+++ TESTO FORNITO +++

Sono stati cinque i cani vittime delle esche contenenti il liquido antigelo ad Isernia; cinque cuccioli che per, qualche motivo, sono stati uccisi brutalmente con esche avvelenate. La legge è chiara: abbandonare un’esca avvelenata o somministrare scientemente ad un animale un alimento tossico costituisce reato, tuttavia, come dimostrano le cronache recenti, continua ad accadere. Effettivamente, si tratta di un vero e proprio delitto che, in molti casi, porta gli animali ad una morte lenta e dolorosa. Ma, come può accorgersi il cittadino che Fido è stato avvelenato?

+++ DATI FORNITI +++

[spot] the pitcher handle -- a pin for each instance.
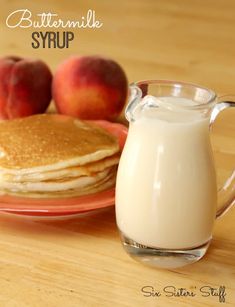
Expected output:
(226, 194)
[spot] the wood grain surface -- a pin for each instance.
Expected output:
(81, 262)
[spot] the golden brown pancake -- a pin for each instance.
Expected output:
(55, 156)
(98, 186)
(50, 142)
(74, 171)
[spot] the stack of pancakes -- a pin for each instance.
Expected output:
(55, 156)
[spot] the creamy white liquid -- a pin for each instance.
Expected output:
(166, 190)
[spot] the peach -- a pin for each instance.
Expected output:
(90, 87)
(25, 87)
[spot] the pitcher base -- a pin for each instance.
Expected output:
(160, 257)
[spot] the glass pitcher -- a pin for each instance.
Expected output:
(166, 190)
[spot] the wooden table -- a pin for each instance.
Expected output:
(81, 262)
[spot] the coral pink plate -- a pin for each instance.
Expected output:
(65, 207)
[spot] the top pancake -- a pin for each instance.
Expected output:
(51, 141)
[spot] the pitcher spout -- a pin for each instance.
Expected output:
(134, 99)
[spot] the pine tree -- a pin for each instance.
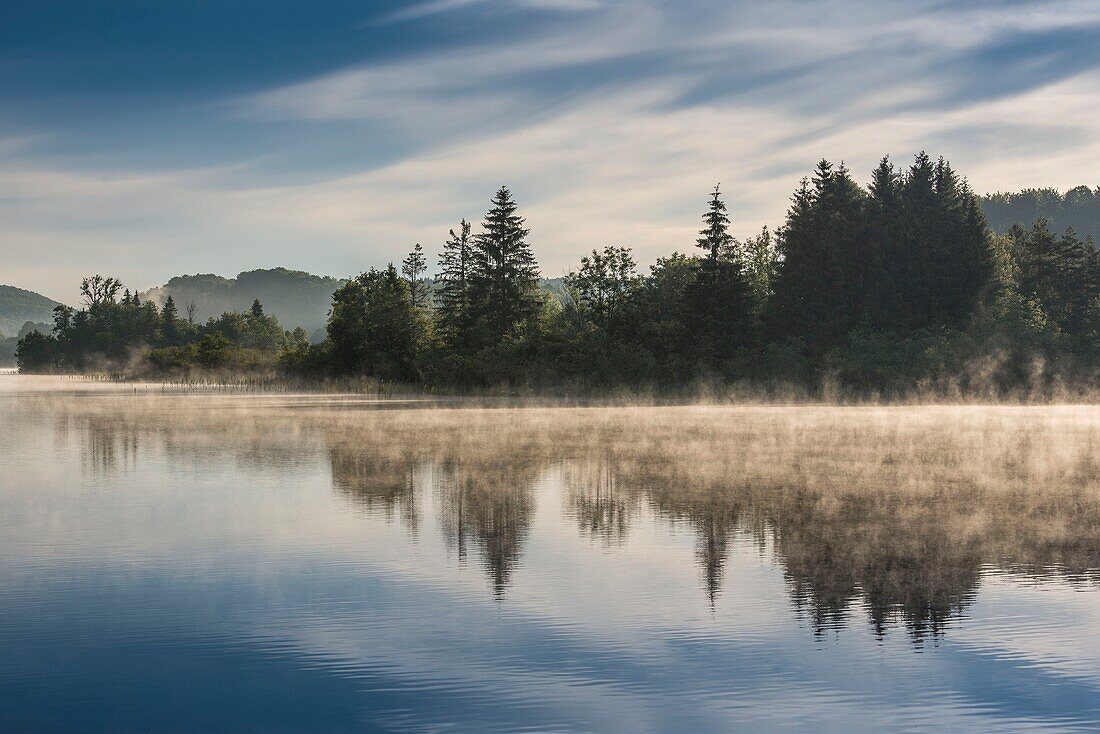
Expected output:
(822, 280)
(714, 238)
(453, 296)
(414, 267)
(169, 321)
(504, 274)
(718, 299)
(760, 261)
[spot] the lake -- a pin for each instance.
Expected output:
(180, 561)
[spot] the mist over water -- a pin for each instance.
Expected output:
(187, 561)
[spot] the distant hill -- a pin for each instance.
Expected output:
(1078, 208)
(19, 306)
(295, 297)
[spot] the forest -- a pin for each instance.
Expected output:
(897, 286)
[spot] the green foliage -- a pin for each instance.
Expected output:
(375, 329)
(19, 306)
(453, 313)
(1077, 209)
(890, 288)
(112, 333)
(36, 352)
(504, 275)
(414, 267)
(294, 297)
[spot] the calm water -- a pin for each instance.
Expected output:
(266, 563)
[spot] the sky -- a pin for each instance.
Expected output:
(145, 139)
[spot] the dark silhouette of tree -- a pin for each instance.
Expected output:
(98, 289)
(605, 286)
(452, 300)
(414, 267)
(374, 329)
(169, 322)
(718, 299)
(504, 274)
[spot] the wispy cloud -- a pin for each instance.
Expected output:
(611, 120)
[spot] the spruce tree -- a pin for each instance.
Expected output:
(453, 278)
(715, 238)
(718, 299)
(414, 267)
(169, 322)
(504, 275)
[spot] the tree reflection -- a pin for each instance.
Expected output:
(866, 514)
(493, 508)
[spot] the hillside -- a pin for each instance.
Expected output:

+++

COMPLETA QUANTO SEGUE.
1. Rispondi a queste domande sul testo fornito:
(a) Quanti cani sono stati vittime delle esche ad Isernia?
(b) Che liquido contenevano le esche?
(c) Secondo la legge, quali due azioni costituiscono reato?
2. Copia senza modifiche la parte del testo fornito che si apre con le parole "Sono stati cinque" e si chiude con "è stato avvelenato?".
I dati non hanno alcun legame con il testo fornito.

RISULTATI PER COMPITO.
1.
(a) Cinque.
(b) Liquido antigelo.
(c) Abbandonare un'esca avvelenata o somministrare scientemente ad un animale un alimento tossico.

2.
Sono stati cinque i cani vittime delle esche contenenti il liquido antigelo ad Isernia; cinque cuccioli che per, qualche motivo, sono stati uccisi brutalmente con esche avvelenate. La legge è chiara: abbandonare un’esca avvelenata o somministrare scientemente ad un animale un alimento tossico costituisce reato, tuttavia, come dimostrano le cronache recenti, continua ad accadere. Effettivamente, si tratta di un vero e proprio delitto che, in molti casi, porta gli animali ad una morte lenta e dolorosa. Ma, come può accorgersi il cittadino che Fido è stato avvelenato?